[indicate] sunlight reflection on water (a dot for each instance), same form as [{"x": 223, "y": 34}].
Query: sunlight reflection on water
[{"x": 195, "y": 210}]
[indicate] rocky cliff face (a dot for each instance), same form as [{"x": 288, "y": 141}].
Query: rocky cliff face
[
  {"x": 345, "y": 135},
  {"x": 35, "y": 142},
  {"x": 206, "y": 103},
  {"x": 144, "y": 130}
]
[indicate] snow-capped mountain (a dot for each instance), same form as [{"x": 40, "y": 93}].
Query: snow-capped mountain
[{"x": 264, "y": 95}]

=-=-=

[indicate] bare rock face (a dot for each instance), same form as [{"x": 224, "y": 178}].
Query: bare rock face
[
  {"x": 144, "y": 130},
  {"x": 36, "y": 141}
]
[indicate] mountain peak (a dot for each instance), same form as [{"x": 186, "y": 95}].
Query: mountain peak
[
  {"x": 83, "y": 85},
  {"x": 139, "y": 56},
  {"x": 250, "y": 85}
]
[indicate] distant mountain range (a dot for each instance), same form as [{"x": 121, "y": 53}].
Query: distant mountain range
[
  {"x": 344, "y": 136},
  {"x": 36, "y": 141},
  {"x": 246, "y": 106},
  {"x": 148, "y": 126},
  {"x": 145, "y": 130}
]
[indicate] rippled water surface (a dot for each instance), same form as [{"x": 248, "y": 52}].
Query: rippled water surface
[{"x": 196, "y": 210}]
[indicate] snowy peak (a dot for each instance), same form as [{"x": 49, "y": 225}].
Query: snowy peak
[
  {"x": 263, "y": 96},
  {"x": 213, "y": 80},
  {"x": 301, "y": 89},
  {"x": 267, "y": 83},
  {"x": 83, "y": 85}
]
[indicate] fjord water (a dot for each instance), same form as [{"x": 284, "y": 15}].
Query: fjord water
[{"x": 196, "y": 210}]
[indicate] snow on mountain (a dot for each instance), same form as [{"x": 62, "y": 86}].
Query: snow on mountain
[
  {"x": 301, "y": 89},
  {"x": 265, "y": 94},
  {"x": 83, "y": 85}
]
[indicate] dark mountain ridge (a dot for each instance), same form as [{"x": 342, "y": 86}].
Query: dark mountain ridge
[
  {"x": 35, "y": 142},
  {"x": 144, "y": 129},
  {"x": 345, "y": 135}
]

=-=-=

DIRECTIONS → Pull out each line of the listing above that contains the word "distant" and copy it in full. Count a line only if its letter case matches.

RESPONSE TO THIS TASK →
[indicate] distant mountain range (a dot for each instance), same form as [{"x": 121, "y": 53}].
Query: distant mountain range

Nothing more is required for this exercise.